Text under study >>
● ● ● ● ●

Joe Proietto: Well my view is that what this shows is further evidence for a set point for a genetically determined set point. Now in some people this is genetics in the classical sense with mutations in genes etc. But in other people, and perhaps the majority the genetic change is actually an epigenetic change.

Norman Swan: In other words our lifestyle has changed our genes?

Joe Proietto: Correct, the expression of our genes, not the sequence of the genes.

Norman Swan: So like it’s turned up the volume switch on your television set?

Joe Proietto: Correct, it’s turned up the volume or turned down the volume depending on which hormone it is that has then reset the set point higher. And so the body then – its job is to defend that new set point.

Norman Swan: So we’ve got to a level of fat and the body wants to return to it and it may be locked in genetically in a sense.

Joe Proietto: Yes.

Norman Swan: So what insight does this give you to solving this problem? I mean the first question I’d ask is do you get a different effect in terms of weight loss? You’re saying there’s a set point. Do we know how long it takes for the set point to actually develop? I’ve been obese for a year, or I’ve been over a BMI of 30 for ten years?

Joe Proietto: Look we don’t really know. We know that the set point can be altered through life, there could be other mechanisms for resetting the set point including stress for example, including what we feed our children.

Norman Swan: And is there any evidence that eventually if you keep up your low energy diet and high exercise that you can reset your set point eventually?

● ● ● ● ●

Data shown >>
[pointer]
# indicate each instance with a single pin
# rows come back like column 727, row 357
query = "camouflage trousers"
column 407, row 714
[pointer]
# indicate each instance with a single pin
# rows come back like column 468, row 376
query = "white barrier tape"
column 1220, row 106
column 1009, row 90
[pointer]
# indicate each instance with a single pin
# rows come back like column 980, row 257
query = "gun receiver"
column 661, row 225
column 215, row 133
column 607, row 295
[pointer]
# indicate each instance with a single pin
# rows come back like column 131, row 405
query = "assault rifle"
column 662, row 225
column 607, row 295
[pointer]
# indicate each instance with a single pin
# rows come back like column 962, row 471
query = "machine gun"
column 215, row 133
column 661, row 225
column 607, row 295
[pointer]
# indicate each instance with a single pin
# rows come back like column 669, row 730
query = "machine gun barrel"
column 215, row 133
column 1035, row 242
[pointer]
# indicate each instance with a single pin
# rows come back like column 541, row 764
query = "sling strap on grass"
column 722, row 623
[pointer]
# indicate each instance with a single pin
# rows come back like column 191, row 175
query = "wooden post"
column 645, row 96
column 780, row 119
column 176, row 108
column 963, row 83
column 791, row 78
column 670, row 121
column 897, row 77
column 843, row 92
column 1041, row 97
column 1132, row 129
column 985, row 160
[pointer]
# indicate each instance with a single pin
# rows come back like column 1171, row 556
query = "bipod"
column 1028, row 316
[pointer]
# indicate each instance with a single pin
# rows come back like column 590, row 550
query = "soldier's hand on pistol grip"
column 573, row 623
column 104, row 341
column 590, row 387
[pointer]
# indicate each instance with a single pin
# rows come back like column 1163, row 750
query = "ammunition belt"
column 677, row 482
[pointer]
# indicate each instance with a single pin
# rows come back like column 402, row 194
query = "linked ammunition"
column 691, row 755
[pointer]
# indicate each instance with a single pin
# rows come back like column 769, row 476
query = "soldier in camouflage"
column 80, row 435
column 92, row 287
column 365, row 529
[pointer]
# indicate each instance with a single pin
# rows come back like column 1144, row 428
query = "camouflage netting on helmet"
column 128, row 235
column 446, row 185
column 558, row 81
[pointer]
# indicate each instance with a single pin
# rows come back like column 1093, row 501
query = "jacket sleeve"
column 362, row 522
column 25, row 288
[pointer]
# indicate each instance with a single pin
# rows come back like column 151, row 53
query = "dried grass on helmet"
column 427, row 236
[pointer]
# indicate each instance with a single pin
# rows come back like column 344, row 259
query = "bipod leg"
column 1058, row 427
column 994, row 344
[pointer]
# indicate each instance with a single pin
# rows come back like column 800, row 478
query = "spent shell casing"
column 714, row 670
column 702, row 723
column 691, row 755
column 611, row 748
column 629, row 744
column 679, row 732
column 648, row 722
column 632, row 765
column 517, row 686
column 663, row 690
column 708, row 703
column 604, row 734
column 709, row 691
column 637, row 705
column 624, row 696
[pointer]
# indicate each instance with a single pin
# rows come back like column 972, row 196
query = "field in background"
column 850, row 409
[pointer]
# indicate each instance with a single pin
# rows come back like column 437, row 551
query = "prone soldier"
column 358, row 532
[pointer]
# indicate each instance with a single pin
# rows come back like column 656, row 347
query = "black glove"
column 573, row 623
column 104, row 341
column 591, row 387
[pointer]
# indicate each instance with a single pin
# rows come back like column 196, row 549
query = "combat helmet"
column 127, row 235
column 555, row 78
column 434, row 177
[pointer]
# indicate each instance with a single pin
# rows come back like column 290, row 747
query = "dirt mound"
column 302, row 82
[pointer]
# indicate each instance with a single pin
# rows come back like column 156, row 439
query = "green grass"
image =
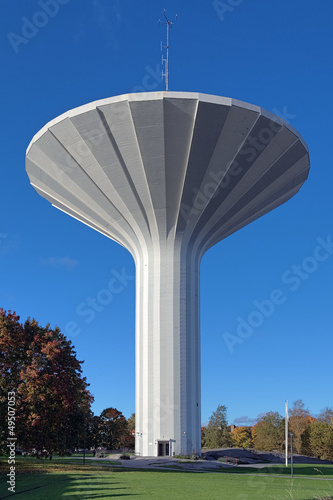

● ● ● ● ●

Exercise brief >>
Summarize the interview on the body's weight set point in two sentences.

Exercise answer >>
Joe Proietto says the findings are further evidence for a genetically determined set point, which in some people comes from gene mutations but in others, perhaps most, comes from epigenetic changes to gene expression that reset it higher, after which the body defends the new level. He adds that how long a set point takes to develop isn't really known, though it can be altered through life by mechanisms that may include stress and what children are fed.